Rewrite the data below as a two-column CSV with the header instruction,points, one row per instruction: its full text goes under instruction and its coordinates under points, each field in double quotes with line breaks replaced by spaces. Leave the pictures out.
****************
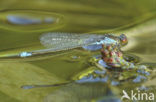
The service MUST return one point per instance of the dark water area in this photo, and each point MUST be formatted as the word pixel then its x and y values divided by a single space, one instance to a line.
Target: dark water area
pixel 22 22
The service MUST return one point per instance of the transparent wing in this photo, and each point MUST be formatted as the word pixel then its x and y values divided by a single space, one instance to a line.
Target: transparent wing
pixel 60 41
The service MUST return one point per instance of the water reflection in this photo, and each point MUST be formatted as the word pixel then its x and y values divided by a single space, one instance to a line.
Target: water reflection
pixel 29 20
pixel 86 92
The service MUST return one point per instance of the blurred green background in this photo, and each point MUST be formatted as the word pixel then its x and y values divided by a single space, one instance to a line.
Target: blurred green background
pixel 135 18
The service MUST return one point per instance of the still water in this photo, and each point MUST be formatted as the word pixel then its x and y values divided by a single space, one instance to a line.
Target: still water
pixel 22 22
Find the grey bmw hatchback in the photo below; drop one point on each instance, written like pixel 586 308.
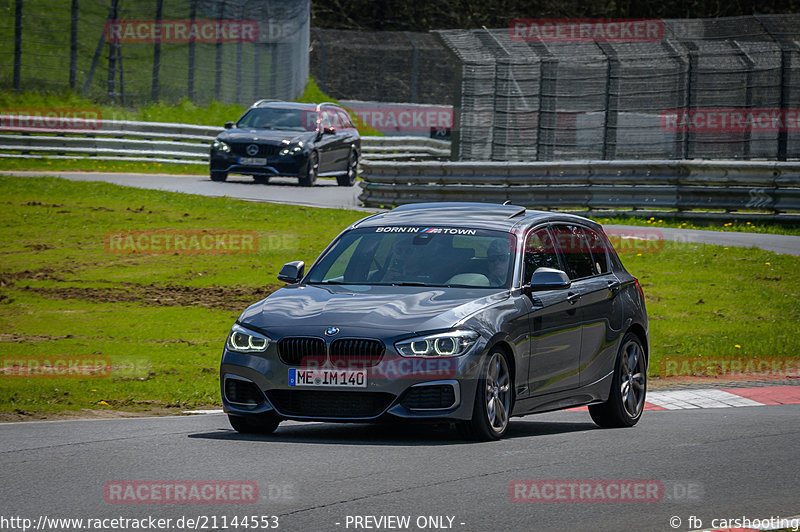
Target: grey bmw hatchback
pixel 468 313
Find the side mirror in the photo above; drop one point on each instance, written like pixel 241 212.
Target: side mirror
pixel 548 279
pixel 292 272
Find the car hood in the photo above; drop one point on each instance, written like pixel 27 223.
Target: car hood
pixel 398 308
pixel 260 135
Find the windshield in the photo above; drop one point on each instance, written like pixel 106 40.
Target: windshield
pixel 277 118
pixel 419 256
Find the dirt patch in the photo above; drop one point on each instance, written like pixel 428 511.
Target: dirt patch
pixel 44 274
pixel 230 298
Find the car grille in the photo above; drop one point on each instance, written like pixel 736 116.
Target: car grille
pixel 356 352
pixel 302 351
pixel 436 396
pixel 329 404
pixel 264 150
pixel 243 392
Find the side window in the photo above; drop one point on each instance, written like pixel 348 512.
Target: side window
pixel 344 120
pixel 540 251
pixel 575 249
pixel 597 245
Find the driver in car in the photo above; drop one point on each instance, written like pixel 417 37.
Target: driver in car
pixel 498 256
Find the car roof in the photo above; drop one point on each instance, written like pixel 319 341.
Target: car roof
pixel 473 215
pixel 291 105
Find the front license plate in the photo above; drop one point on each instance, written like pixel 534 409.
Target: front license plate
pixel 353 378
pixel 253 161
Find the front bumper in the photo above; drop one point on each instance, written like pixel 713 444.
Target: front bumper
pixel 283 165
pixel 397 387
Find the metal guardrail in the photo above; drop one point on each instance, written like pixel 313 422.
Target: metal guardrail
pixel 716 190
pixel 123 140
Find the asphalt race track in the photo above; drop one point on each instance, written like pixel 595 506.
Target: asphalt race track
pixel 327 194
pixel 712 463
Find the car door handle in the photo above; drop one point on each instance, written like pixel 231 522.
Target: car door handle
pixel 573 298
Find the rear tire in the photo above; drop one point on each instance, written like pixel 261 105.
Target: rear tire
pixel 494 401
pixel 312 170
pixel 259 424
pixel 628 387
pixel 349 179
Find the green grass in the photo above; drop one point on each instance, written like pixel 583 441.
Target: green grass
pixel 735 226
pixel 161 319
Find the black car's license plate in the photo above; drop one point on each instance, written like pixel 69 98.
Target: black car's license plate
pixel 328 377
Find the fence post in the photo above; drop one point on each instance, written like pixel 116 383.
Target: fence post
pixel 783 133
pixel 610 117
pixel 748 93
pixel 689 136
pixel 17 45
pixel 323 60
pixel 546 115
pixel 112 54
pixel 157 53
pixel 73 45
pixel 414 67
pixel 218 66
pixel 682 84
pixel 192 49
****************
• **Exercise result**
instruction,points
"The service MUST return one point per instance of the dark water area in this photo, and each point MUST be formatted as the word pixel then its x and y values divided by a single space, one instance to a line. Target: dark water area","pixel 22 22"
"The service MUST return one point per instance of the transparent wing in this photo, and each point MUST be formatted as the word pixel then its x and y values divided by a single space, one instance to a line. Target: transparent wing","pixel 60 41"
"The service MUST return one point per instance of the water reflection in this photo, and each point MUST be formatted as the word pixel then its x and y values divided by a single space, one instance to a line. Target: water reflection","pixel 29 20 pixel 86 92"
"The service MUST return one point per instance of the blurred green background in this photo, and each point MUST be formatted as the word pixel then its x and y values divided by a single space, one instance to a line. Target: blurred green background","pixel 135 18"
"The service MUST return one point per instance of the still water in this photo, and each point MUST be formatted as the word pixel then its x and y values divided by a single space, one instance to a line. Target: still water","pixel 22 22"
"Find the grey bmw hatchback in the photo below; drop one point on each instance, written like pixel 586 308. Target: grey bmw hatchback","pixel 468 313"
"Find the side mirror in the photo above; drop one point on each instance, written like pixel 241 212. Target: side mirror","pixel 548 279 pixel 292 272"
"Find the car hood in the photo above; drop one point on each instance, written like pixel 27 223. Target: car hood","pixel 398 308 pixel 260 135"
"Find the windshield in the photo above; drop one point on each instance, written like pixel 106 40. Target: windshield","pixel 277 118 pixel 419 256"
"Find the dirt patch in the photo above; drop one point on each instance, written like pixel 428 511. Target: dirt patch","pixel 44 274 pixel 230 298"
"Find the car grille in the photo above; drop one point on each instance, written like pixel 736 116. Target: car grille","pixel 356 352 pixel 302 351 pixel 436 396 pixel 329 404 pixel 264 150 pixel 243 392"
"Find the side window in the photo above; drop one point on each instance, written like pixel 348 512. Target: side window","pixel 344 120 pixel 540 251 pixel 575 249 pixel 597 245"
"Find the driver in car in the photo above; drop one point on each instance, written like pixel 417 37. Target: driver in car","pixel 498 256"
"Find the car roof in the photo above; drop one point on each instance, written like pixel 319 341. Target: car roof","pixel 473 215 pixel 291 105"
"Find the front license plate in the photo above; drop one point on each instance, written like pixel 534 409. Target: front license plate","pixel 353 378 pixel 253 161"
"Find the front bumper in the photo above; drop one point on each instance, written like pixel 713 444. Target: front bumper","pixel 283 165 pixel 397 387"
"Find the metal guardrail in the photo above; drop one point on each instance, written like pixel 313 422. Target: metal guardrail","pixel 716 190 pixel 123 140"
"Find the asphalt race track in the photo above; drop one point on each instance, written like pixel 595 506. Target: asphalt race track","pixel 327 194 pixel 712 463"
"Find the car door handle in the photo above; drop one point on each instance, written like pixel 231 522. Target: car door handle","pixel 573 298"
"Find the rear tire in the photo above; drop one point on each instance, written like pixel 261 105. Target: rear tire","pixel 494 401 pixel 312 170 pixel 259 424 pixel 628 387 pixel 349 179"
"Find the green grass in the photo above; drop one point on each instance, written like pixel 583 441. Target: green grass","pixel 735 226 pixel 161 319"
"Find the black car's license plate in the photo above; drop one point on each instance, written like pixel 69 98. Target: black car's license plate","pixel 328 377"
"Find the fence post in the photo above; drop one point on each instance, written like pixel 116 383. Target: fence post","pixel 783 133 pixel 610 117 pixel 748 93 pixel 689 136 pixel 17 45 pixel 323 60 pixel 546 115 pixel 112 54 pixel 157 53 pixel 73 45 pixel 414 67 pixel 218 66 pixel 682 84 pixel 192 49"